# What to work on
Reproduce the following listing in full, line for line, without changing a single character.

# Entries
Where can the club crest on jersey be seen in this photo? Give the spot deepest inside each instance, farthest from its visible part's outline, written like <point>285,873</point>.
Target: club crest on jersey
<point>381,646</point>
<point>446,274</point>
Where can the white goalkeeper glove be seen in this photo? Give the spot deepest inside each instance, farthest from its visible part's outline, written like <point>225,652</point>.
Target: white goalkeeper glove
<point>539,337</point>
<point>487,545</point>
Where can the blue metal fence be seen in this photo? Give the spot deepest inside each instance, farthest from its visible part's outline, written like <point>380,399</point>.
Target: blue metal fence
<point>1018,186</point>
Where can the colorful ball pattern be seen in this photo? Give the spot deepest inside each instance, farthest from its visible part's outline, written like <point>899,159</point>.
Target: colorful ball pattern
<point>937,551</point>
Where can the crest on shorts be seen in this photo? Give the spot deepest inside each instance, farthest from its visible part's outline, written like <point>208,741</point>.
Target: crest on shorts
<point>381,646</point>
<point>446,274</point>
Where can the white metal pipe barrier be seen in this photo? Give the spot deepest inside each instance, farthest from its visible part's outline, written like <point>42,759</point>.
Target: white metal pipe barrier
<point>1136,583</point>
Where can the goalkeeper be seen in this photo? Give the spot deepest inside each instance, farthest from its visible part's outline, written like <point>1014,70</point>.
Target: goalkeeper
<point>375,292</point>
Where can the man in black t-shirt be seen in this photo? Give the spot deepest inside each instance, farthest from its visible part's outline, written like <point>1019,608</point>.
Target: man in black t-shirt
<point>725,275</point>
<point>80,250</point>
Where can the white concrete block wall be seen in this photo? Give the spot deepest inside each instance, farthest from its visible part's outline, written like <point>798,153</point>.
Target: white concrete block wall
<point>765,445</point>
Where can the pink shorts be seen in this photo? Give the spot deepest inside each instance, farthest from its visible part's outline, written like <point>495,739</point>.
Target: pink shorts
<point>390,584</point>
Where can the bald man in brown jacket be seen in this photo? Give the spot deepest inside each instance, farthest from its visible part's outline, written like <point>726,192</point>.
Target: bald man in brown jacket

# Exercise response
Where can the club crest on jersey be seen in this photo? Give the spot deepest inside each instance, farthest from its visible part's outline, written like <point>285,873</point>.
Target: club crest on jersey
<point>381,646</point>
<point>446,274</point>
Where can the white goalkeeper glove be seen in this photo? Give the spot deepest inside each instance, farthest from its visible part's outline, written like <point>225,652</point>.
Target: white goalkeeper glove
<point>539,337</point>
<point>487,545</point>
Where can the blue metal fence be seen in this photo? Give the spot deepest inside each instance, farthest from its visible part's outline, written like <point>380,399</point>.
Target: blue metal fence
<point>1018,186</point>
Where can the colorful ball pattern be seen in this photo? Give the spot deepest inside each instance, farthest from its visible part's outline, written like <point>899,159</point>.
Target: colorful ball pattern
<point>937,551</point>
Where can the crest on shorts be seen in this photo? Give the spot deepest inside each instance, farthest from its visible part's outline, written like <point>208,741</point>.
Target: crest on shorts
<point>381,646</point>
<point>446,274</point>
Where can the white metal pipe barrier be seen in this photo? Give the spot deepest inside each instance, farthest from its visible part's outline, written like <point>42,759</point>.
Target: white metal pipe barrier
<point>1136,583</point>
Where can the goalkeeper be seen in this photo? Give the spot deepest inside each instance, farthest from its visible part's outline, written like <point>1014,70</point>.
Target: goalkeeper
<point>375,292</point>
Where can the man in black t-shirt be seen in this photo? Give the spot deepest inside each instance, farthest from its visible part's outline, written like <point>1019,608</point>.
Target: man in black t-shirt
<point>725,275</point>
<point>80,250</point>
Where can the white concrete block wall be seen in this photo? Give the spot deepest inside each instance, farthest from its visible part's outline, written like <point>798,153</point>.
Target: white concrete block wall
<point>765,445</point>
Where can the pink shorts be seen in this photo? Give the spot deepest inside each instance, farthest from its visible part's outline, written like <point>495,739</point>.
Target: pink shorts
<point>390,584</point>
Where can the bald man in brown jacket be seen in this photo? Give the spot deepest inside each instance, farthest from its visible part's outline, written like <point>726,192</point>.
Target: bald man in brown jacket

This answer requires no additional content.